Exercise
Look below for the line with "Put a dot on each instance of the rusty". Extract that line and each one after it through the last, word for word.

Material for this exercise
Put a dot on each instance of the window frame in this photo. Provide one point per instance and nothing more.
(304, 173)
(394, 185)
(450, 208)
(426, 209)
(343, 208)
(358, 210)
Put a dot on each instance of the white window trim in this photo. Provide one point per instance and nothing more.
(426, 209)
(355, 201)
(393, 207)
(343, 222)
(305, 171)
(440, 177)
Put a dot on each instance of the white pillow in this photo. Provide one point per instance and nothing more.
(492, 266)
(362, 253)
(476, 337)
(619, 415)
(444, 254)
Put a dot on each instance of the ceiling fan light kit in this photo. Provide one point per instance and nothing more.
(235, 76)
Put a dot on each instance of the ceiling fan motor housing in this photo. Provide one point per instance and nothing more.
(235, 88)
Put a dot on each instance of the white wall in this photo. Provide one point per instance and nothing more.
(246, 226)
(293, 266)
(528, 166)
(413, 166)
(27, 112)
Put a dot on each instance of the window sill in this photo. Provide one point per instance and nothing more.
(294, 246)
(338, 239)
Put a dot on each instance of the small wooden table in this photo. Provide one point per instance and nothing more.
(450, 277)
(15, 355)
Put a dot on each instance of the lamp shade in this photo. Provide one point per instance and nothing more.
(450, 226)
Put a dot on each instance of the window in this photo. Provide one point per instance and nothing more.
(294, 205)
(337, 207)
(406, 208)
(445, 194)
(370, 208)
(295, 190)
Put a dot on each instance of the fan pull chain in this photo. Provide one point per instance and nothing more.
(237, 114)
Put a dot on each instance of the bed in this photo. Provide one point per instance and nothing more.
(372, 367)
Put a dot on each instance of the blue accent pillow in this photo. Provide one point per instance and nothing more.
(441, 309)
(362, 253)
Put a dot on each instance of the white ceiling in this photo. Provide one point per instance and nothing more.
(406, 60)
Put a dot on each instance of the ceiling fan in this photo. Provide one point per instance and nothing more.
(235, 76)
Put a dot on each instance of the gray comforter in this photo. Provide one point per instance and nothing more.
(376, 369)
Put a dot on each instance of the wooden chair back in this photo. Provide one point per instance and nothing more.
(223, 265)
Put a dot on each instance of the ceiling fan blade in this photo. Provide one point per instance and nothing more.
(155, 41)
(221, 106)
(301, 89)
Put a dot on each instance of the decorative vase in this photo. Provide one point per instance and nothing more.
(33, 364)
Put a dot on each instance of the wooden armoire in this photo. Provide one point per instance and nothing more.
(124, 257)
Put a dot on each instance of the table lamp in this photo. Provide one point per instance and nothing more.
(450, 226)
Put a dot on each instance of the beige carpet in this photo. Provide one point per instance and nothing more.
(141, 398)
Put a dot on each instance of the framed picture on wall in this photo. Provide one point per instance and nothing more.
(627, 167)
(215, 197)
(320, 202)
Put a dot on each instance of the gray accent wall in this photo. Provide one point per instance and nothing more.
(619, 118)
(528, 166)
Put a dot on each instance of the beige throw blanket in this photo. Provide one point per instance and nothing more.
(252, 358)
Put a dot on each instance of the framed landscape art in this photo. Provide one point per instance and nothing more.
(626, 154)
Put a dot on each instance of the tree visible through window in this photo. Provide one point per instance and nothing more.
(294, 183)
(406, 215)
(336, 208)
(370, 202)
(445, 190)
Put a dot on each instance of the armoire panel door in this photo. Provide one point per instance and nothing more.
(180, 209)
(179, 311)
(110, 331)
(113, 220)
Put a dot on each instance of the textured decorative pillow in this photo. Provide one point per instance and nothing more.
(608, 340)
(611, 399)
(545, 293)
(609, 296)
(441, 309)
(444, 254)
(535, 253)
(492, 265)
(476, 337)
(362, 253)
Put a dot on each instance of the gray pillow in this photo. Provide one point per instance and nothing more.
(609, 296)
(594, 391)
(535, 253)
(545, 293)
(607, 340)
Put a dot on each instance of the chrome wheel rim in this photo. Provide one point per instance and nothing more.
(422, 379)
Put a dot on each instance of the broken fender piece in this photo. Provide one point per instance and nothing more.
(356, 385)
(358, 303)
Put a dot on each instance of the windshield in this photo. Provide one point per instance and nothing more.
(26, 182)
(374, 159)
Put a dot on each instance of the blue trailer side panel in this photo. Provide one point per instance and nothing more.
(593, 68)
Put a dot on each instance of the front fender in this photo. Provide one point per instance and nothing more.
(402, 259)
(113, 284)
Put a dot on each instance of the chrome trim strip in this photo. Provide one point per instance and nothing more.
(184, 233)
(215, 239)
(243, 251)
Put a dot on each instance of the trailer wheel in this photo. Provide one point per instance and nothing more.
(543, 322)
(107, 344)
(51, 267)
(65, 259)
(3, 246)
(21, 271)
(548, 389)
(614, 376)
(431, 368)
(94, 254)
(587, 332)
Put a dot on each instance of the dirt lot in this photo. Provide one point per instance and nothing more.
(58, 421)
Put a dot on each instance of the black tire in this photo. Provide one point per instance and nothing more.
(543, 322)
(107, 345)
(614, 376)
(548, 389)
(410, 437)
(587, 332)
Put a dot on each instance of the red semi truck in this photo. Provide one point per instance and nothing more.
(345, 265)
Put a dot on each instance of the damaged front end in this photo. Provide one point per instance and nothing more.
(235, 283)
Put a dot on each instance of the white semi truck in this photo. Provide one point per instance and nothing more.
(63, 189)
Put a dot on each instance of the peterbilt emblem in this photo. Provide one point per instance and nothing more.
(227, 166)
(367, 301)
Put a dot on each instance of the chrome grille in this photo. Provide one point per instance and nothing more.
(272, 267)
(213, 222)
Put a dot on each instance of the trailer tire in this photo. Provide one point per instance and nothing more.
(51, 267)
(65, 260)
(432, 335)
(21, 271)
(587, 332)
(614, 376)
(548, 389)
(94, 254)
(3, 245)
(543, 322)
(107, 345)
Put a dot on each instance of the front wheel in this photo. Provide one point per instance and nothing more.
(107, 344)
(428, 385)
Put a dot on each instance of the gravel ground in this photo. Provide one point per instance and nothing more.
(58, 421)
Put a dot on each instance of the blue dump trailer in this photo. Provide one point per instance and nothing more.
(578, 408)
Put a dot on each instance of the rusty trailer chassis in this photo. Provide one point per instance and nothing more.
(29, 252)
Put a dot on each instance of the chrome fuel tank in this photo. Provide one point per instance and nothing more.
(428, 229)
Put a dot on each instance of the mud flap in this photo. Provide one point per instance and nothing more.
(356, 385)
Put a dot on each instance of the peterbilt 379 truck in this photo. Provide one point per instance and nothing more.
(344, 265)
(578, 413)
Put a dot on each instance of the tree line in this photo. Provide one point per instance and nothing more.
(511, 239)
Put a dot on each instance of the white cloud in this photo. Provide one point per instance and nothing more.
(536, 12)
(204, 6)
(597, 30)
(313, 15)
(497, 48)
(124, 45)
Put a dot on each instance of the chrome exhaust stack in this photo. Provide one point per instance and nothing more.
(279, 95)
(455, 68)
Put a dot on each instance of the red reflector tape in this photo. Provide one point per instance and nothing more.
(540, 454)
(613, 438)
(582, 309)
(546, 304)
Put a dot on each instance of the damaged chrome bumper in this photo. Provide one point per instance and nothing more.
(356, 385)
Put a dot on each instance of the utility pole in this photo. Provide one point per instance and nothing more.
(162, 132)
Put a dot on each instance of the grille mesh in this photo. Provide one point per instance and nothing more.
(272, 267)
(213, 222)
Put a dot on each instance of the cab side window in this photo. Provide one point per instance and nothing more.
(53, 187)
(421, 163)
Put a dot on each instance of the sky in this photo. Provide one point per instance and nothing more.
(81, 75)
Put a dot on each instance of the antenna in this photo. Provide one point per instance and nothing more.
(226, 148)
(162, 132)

Worked solution
Put a dot on each instance of the rusty trailer chassis in this photo. Provide one point per instance and nothing more.
(29, 252)
Put a dot on each instance of the chrome fuel tank in this photo. Provide one point per instance and nothing more.
(428, 229)
Put a dot on each instance of the mud flap in this photo. Provide one point per instance and nothing more.
(356, 385)
Put a dot on each instance of the peterbilt 379 truck in this photo. Provide one point per instance and nothing more.
(344, 265)
(578, 413)
Put a dot on each instance of the tree line in this photo. Provide one point per instance and nothing more.
(511, 239)
Put a dot on each instance of the white cloud in this photo. Provide one point per instance and nothing more.
(536, 12)
(204, 6)
(597, 30)
(313, 15)
(497, 48)
(124, 45)
Put a dot on each instance of the chrome exhaust stack in this photo. Provide one point per instance and nothing more.
(279, 95)
(455, 68)
Put a dot on each instance of the red reflector tape in this photo. Provide one point per instance and nothing more.
(540, 454)
(613, 438)
(582, 309)
(546, 304)
Put a dot on each instance of the damaged chrome bumper in this photo. Provide one point per instance and nothing more.
(356, 385)
Put a dot on each instance of the utility pole in this photo. Provide one point per instance and nothing more.
(162, 132)
Put a dot on each instance of the grille mesh in this photo. Provide one point per instance and nothing more.
(272, 267)
(213, 222)
Put a dot on each instance of the cab side window in this photo. Provide one point per instance and nothing more.
(53, 187)
(421, 163)
Put a dot on each instance of the sky in this photo. Provide one point per instance and nothing more.
(81, 75)
Put a dot on each instance of the antenna in this photo. Provide one point per instance and nothing more.
(226, 148)
(162, 132)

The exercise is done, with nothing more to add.